**REQUEST:** Write out the material exactly, leaving every picture behind.
—————
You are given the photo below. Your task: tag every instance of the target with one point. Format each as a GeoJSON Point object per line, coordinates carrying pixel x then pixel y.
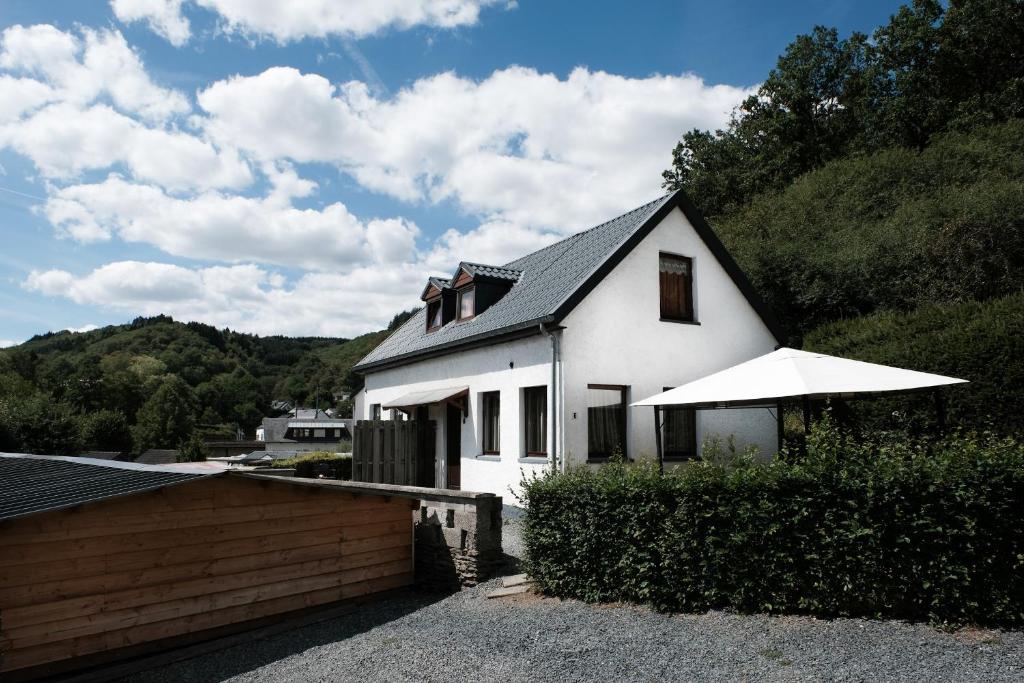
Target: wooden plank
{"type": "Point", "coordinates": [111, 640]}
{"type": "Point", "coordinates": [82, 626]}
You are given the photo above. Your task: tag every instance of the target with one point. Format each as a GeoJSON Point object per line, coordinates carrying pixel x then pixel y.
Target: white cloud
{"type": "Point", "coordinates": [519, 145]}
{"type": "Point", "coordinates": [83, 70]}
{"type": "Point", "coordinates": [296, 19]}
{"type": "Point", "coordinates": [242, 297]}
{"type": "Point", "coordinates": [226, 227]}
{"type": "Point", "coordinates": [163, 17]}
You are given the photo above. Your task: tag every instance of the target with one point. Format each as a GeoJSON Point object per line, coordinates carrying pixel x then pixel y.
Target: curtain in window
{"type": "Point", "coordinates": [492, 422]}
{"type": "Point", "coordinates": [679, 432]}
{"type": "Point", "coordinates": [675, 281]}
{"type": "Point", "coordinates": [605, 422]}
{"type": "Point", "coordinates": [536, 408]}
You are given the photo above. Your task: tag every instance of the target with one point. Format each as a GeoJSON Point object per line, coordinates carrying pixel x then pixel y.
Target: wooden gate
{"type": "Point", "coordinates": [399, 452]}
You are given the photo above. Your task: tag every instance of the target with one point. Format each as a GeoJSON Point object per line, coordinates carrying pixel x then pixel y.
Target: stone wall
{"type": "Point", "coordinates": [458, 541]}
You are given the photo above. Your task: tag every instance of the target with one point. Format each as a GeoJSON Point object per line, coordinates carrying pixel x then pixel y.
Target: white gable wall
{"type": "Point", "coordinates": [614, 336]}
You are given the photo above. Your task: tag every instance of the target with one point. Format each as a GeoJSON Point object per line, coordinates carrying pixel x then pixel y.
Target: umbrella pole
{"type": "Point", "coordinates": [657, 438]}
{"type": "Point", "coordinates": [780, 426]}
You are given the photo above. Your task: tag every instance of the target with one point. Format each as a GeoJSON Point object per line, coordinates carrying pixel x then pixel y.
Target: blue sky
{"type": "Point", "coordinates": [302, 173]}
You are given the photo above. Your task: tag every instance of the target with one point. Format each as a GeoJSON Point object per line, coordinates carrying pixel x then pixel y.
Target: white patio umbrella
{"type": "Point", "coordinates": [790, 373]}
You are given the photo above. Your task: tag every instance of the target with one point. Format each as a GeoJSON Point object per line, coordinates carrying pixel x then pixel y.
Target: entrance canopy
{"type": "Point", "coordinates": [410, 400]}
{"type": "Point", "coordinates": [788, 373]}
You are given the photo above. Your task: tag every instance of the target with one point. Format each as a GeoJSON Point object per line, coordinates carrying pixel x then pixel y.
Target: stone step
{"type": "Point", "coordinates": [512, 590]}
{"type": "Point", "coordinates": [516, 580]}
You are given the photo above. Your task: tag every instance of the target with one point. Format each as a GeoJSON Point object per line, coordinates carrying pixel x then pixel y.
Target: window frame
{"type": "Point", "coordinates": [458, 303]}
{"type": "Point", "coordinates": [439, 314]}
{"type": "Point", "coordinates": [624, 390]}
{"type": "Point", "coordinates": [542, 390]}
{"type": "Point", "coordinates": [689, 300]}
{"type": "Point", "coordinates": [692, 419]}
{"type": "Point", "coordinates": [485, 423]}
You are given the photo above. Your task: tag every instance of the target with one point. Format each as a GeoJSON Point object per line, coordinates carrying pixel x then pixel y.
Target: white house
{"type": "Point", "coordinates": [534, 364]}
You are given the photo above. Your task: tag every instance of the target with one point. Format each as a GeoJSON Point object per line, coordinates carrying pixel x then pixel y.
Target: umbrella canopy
—————
**ANSWER FOR THE TASK:**
You are given the photo below. Your task: tag every instance of the target with one point. Format each as a GeoJSON Point object per line, coordinates carrying pixel x then pixel y.
Target: wooden plank
{"type": "Point", "coordinates": [111, 640]}
{"type": "Point", "coordinates": [82, 626]}
You are given the photo above. Your task: tag every instance of the target with one point. Format each as a GeoJSON Point object per line, coordinates carrying pixel x then pixel y.
Target: white cloud
{"type": "Point", "coordinates": [519, 145]}
{"type": "Point", "coordinates": [83, 70]}
{"type": "Point", "coordinates": [296, 19]}
{"type": "Point", "coordinates": [242, 297]}
{"type": "Point", "coordinates": [226, 227]}
{"type": "Point", "coordinates": [163, 17]}
You are given the photo above. Your task: tag every instance of the target with one point. Format each as a GeoJSON Point object per line, coordinates carrying pixel x then pixel y.
Target: curtain in window
{"type": "Point", "coordinates": [492, 422]}
{"type": "Point", "coordinates": [679, 432]}
{"type": "Point", "coordinates": [675, 281]}
{"type": "Point", "coordinates": [605, 422]}
{"type": "Point", "coordinates": [536, 408]}
You are given the photo above. Your task: tag every instance of the target with one point. Format each as a GeoJSON Point object per line, coordinates carrying pixel x then pixel y.
Target: wooden gate
{"type": "Point", "coordinates": [399, 452]}
You are given the photo above. Your task: tag every instance of the target with one point. Format each as a GeoJSON Point object per line, coordinates carrying pixel x then pixel y.
Target: stone wall
{"type": "Point", "coordinates": [458, 541]}
You are given the photo above. Your task: tag every instance of the target with one point. Format each as a GeoJSON Point object per line, coordinates carrying pixel x then pixel y.
Target: white gable wall
{"type": "Point", "coordinates": [614, 336]}
You are given the photo above. Your task: tag every instance of the target with one point. Format each as a GeoJSON Point object per line, coordinates carrying pixel x then pixel y.
Target: umbrella pole
{"type": "Point", "coordinates": [657, 438]}
{"type": "Point", "coordinates": [780, 426]}
You are given the photo above. Your task: tag every instance of the target with one point. Format each as a GeoJSON Point object per line, coordinates carrying pixel x then pixel y.
Target: blue sky
{"type": "Point", "coordinates": [302, 173]}
You are given the photo above. Your task: tag every instance of the target with one point. Format each as a GeoJSON Point object per line, coordinates carrying pixel x then pixel y.
Target: white patio umbrella
{"type": "Point", "coordinates": [790, 373]}
You are given the photo above. Your task: tag every instance of the target with one point. Format each as a GeoJSON Point object per line, coordinates carrying pixel x then pixel y.
Target: entrance canopy
{"type": "Point", "coordinates": [410, 400]}
{"type": "Point", "coordinates": [788, 373]}
You are given the photo above. Your task: tag every instance of the target with one point. Format each as a GeoJSON Point object per line, coordinates carrying pixel x then pixel y.
Target: stone step
{"type": "Point", "coordinates": [512, 590]}
{"type": "Point", "coordinates": [516, 580]}
You are given the photo above. Your task: tag every instance of the target with one point. Format each as a GeoJSON Point object per line, coordinates carrying pixel x then pixel y.
Target: window frame
{"type": "Point", "coordinates": [458, 303]}
{"type": "Point", "coordinates": [439, 314]}
{"type": "Point", "coordinates": [624, 390]}
{"type": "Point", "coordinates": [542, 390]}
{"type": "Point", "coordinates": [689, 300]}
{"type": "Point", "coordinates": [692, 419]}
{"type": "Point", "coordinates": [485, 423]}
You are given the photo above. Your task: tag every instance of the target with one point. Format each as a GeoJSON Point object per line, coordinates carrying pixel x then pixel y.
Target: white house
{"type": "Point", "coordinates": [534, 364]}
You are given the photo above. Your task: tag every instance of the target with one point. Format each as a GeoJSON Point object per line, coordinates carrying pixel x then pixel y.
Target: umbrella canopy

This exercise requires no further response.